**Records:**
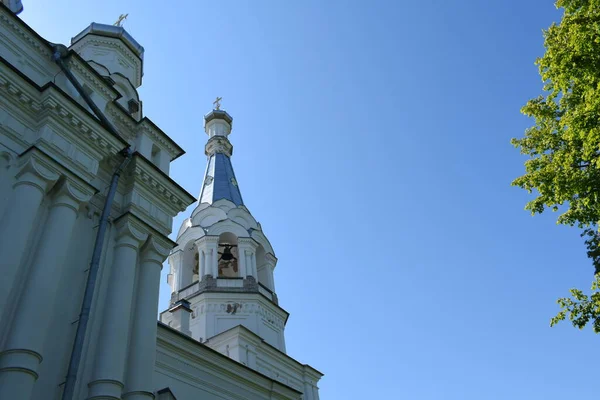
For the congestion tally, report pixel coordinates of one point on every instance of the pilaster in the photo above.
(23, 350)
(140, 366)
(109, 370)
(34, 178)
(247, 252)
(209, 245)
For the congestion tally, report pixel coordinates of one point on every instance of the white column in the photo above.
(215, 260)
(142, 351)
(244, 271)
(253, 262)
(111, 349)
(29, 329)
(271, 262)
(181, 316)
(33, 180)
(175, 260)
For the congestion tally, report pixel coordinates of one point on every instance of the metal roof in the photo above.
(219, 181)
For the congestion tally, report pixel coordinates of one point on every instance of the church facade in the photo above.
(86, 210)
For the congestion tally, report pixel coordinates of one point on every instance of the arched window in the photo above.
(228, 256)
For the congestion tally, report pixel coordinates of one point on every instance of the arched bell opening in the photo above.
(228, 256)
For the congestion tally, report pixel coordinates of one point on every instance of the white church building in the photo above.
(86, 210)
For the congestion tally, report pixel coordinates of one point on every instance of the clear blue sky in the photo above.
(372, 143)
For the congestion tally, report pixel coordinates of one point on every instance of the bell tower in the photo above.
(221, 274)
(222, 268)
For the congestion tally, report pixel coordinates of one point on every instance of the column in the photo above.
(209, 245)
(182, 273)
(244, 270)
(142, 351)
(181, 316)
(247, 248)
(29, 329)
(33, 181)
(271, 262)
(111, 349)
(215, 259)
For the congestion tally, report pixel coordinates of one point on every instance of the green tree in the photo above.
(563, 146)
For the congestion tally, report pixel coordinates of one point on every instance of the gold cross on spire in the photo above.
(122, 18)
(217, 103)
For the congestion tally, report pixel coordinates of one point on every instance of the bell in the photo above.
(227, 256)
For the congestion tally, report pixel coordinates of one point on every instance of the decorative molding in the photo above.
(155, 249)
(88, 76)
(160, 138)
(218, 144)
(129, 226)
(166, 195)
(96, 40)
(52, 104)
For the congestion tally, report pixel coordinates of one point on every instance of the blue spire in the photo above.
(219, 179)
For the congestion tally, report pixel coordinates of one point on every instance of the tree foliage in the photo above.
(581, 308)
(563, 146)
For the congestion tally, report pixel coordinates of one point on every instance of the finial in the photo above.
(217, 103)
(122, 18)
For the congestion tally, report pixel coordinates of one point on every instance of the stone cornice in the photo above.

**Directions:** Could you give all of the data again exactly as written, omitting any pictures?

**Reply to the exercise:**
For the congestion tally, report pixel coordinates of one point on every instance of the pilaster in the photo above.
(23, 350)
(140, 366)
(109, 370)
(34, 178)
(247, 252)
(209, 245)
For the congestion tally, report pixel coordinates of one point on every instance of the white column in the photo above.
(215, 260)
(142, 351)
(244, 271)
(253, 262)
(111, 349)
(29, 329)
(271, 262)
(181, 316)
(33, 180)
(175, 260)
For the congestion tally, report pixel coordinates of one point on every instance of the metal roof in the photo above.
(219, 181)
For the congestion tally, report pixel coordinates of one point on every instance of the church facade in the photo above.
(86, 210)
For the congestion tally, report pixel coordinates of one point on every instance of the arched window in the photo above.
(228, 256)
For the congestion tally, report pixel coordinates of one point on every instance of the arched bell opening in the photo above.
(228, 256)
For the congestion tally, report pixel coordinates of one point on every instance of the white church building in the photo above.
(86, 210)
For the congestion tally, report pixel coordinates of one point on every instance of the clear blue sky in the photo above.
(372, 143)
For the congestion tally, report pixel coordinates of one point on every instance of the bell tower in the photo above.
(221, 274)
(222, 268)
For the congestion tally, report pixel coordinates of one point on every instance of the column in the photo above.
(209, 245)
(182, 273)
(244, 270)
(142, 351)
(181, 316)
(247, 248)
(29, 329)
(33, 181)
(271, 262)
(111, 349)
(215, 259)
For the congestion tally, report pixel coordinates of one point on every instance of the green tree in the photo above.
(563, 146)
For the congestion tally, report pixel coordinates of one point on every instance of the gold cross on spire in the photo above.
(122, 18)
(217, 103)
For the congestion tally, report pixel coordinates of one point on every instance of the bell in the photo above.
(227, 256)
For the congestion tally, report pixel coordinates of one point on every instance of the decorative molding in the photo above.
(155, 249)
(88, 76)
(160, 138)
(218, 144)
(129, 226)
(166, 195)
(96, 40)
(52, 104)
For the congestion tally, report pixel coordinates of one point on every instance of the blue spire in the photo above.
(219, 179)
For the congestion tally, report pixel coordinates of one point on every instance of the tree foliage in the photo above.
(581, 308)
(563, 146)
For the congestion tally, report pixel coordinates of one point on every instance of the finial in the photo above.
(217, 103)
(122, 18)
For the congestion tally, report pixel coordinates of one point on every instance of the stone cornice in the photo above.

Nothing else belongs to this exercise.